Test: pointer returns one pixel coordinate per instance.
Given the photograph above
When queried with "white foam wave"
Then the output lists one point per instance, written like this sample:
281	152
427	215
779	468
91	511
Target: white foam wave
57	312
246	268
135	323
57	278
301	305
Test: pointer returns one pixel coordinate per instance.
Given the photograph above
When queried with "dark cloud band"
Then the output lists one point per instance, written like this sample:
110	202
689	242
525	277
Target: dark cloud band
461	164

==

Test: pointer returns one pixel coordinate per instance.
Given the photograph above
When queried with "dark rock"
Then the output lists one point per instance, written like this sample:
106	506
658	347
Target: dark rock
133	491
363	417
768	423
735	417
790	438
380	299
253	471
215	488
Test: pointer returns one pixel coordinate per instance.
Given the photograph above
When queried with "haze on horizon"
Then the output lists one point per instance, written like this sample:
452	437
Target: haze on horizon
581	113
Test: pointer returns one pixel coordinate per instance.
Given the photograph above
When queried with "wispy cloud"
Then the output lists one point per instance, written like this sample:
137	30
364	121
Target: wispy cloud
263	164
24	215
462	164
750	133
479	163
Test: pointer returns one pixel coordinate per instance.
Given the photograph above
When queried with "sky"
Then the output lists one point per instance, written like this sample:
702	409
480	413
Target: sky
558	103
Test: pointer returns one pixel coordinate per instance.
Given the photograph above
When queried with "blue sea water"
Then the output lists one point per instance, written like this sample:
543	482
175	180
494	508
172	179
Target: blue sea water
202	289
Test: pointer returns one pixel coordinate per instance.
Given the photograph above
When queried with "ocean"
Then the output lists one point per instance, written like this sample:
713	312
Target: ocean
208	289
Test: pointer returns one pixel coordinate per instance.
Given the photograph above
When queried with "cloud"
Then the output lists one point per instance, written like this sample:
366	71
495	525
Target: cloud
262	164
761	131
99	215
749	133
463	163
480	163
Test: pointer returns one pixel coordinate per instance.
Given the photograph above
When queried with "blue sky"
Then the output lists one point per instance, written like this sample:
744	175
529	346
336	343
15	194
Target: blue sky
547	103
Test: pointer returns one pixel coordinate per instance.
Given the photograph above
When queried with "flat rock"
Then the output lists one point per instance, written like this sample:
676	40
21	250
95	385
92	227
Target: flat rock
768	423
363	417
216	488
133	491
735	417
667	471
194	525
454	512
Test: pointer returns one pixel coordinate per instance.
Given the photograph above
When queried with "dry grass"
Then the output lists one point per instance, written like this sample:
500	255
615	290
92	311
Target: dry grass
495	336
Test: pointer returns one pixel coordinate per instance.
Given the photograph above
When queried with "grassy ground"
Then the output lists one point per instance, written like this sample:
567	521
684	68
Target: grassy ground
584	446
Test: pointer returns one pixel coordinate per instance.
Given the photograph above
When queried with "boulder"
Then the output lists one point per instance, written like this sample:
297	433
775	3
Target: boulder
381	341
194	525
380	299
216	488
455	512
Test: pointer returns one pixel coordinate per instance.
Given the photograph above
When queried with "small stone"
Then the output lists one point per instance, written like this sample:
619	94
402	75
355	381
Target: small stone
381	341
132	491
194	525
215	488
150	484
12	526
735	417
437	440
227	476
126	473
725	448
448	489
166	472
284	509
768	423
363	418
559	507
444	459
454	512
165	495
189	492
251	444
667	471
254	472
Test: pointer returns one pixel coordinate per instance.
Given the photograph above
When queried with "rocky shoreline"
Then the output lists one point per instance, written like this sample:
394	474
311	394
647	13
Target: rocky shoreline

- **TO DO**: Wherever the word "shoreline" shows up in the material, copy the line it is on.

- **FINAL ANSWER**:
When queried with "rocky shoreline"
Target: rocky shoreline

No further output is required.